== Task to carry out ==
The records below need retyping in full; give them again exactly.

Stored items:

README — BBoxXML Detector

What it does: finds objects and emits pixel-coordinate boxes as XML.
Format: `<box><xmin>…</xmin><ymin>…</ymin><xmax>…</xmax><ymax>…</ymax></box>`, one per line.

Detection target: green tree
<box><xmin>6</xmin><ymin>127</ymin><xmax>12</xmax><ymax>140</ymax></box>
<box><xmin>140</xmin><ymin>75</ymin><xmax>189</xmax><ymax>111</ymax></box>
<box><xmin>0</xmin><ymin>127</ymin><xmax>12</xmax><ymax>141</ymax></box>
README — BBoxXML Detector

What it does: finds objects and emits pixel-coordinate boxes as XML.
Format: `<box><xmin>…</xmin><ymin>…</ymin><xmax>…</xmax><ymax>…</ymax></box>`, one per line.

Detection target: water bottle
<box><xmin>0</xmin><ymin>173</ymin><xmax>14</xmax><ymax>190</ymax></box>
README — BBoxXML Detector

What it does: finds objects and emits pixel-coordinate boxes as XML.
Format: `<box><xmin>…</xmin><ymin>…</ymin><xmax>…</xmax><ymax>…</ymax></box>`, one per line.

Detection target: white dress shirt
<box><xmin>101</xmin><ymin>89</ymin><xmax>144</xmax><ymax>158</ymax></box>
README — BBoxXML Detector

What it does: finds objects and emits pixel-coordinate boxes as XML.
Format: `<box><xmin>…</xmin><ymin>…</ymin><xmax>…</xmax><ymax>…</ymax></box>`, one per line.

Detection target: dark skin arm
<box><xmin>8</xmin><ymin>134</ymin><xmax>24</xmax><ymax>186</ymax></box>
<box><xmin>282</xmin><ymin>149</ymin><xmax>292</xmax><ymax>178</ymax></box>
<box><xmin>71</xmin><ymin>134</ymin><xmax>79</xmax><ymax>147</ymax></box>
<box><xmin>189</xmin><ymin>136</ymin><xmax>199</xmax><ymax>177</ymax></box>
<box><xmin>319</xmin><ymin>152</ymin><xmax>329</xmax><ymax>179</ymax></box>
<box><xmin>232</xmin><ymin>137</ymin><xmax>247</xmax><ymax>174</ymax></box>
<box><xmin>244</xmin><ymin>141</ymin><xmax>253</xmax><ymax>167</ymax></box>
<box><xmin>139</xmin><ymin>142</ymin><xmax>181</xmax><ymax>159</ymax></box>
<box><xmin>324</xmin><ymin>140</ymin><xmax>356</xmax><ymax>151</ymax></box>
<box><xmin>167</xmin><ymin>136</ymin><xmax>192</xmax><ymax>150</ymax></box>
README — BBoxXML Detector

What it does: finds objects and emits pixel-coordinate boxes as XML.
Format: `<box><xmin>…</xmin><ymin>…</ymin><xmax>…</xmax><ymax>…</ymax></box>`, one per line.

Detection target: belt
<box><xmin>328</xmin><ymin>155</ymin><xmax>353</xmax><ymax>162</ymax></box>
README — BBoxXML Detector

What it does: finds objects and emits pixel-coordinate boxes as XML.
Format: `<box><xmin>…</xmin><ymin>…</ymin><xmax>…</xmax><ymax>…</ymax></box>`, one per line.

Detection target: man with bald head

== Expected answer ==
README — BBoxXML Detector

What it does: finds objects and emits pixel-coordinate boxes as XML.
Format: `<box><xmin>…</xmin><ymin>…</ymin><xmax>…</xmax><ymax>…</ymax></box>`, one per line.

Detection target: green tree
<box><xmin>6</xmin><ymin>127</ymin><xmax>12</xmax><ymax>140</ymax></box>
<box><xmin>140</xmin><ymin>75</ymin><xmax>189</xmax><ymax>111</ymax></box>
<box><xmin>0</xmin><ymin>127</ymin><xmax>12</xmax><ymax>141</ymax></box>
README — BBoxXML Detector

What it does: finds objects and emits pixel-coordinate boxes as XML.
Format: `<box><xmin>…</xmin><ymin>…</ymin><xmax>…</xmax><ymax>…</ymax></box>`, one per line.

Detection target: water bottle
<box><xmin>0</xmin><ymin>173</ymin><xmax>14</xmax><ymax>190</ymax></box>
README — BBoxXML Detector

What it does: finds objects and emits pixel-coordinate boxes as XML.
Format: `<box><xmin>…</xmin><ymin>…</ymin><xmax>…</xmax><ymax>…</ymax></box>`, one per line.

Detection target: white dress shirt
<box><xmin>101</xmin><ymin>89</ymin><xmax>144</xmax><ymax>158</ymax></box>
README — BBoxXML Detector

What it does: finds objects and emits pixel-coordinate boxes as XML.
Format: `<box><xmin>…</xmin><ymin>…</ymin><xmax>…</xmax><ymax>…</ymax></box>`, one per line.

Detection target: dark skin arm
<box><xmin>8</xmin><ymin>134</ymin><xmax>24</xmax><ymax>186</ymax></box>
<box><xmin>282</xmin><ymin>149</ymin><xmax>292</xmax><ymax>178</ymax></box>
<box><xmin>71</xmin><ymin>134</ymin><xmax>79</xmax><ymax>147</ymax></box>
<box><xmin>189</xmin><ymin>136</ymin><xmax>199</xmax><ymax>177</ymax></box>
<box><xmin>319</xmin><ymin>152</ymin><xmax>329</xmax><ymax>179</ymax></box>
<box><xmin>232</xmin><ymin>137</ymin><xmax>247</xmax><ymax>174</ymax></box>
<box><xmin>244</xmin><ymin>141</ymin><xmax>253</xmax><ymax>167</ymax></box>
<box><xmin>139</xmin><ymin>142</ymin><xmax>181</xmax><ymax>159</ymax></box>
<box><xmin>324</xmin><ymin>140</ymin><xmax>356</xmax><ymax>151</ymax></box>
<box><xmin>167</xmin><ymin>136</ymin><xmax>192</xmax><ymax>150</ymax></box>
README — BBoxXML Detector

What it does: finds objects and emits pixel-coordinate boxes as XML.
Format: `<box><xmin>…</xmin><ymin>…</ymin><xmax>…</xmax><ymax>…</ymax></box>`, one per line.

Detection target: belt
<box><xmin>328</xmin><ymin>155</ymin><xmax>353</xmax><ymax>162</ymax></box>
README — BBoxXML Detector

What it does: finds objects and emits pixel-coordinate boxes as XML.
Format: `<box><xmin>…</xmin><ymin>…</ymin><xmax>…</xmax><ymax>…</ymax></box>`, one per line.

Detection target: man with bald head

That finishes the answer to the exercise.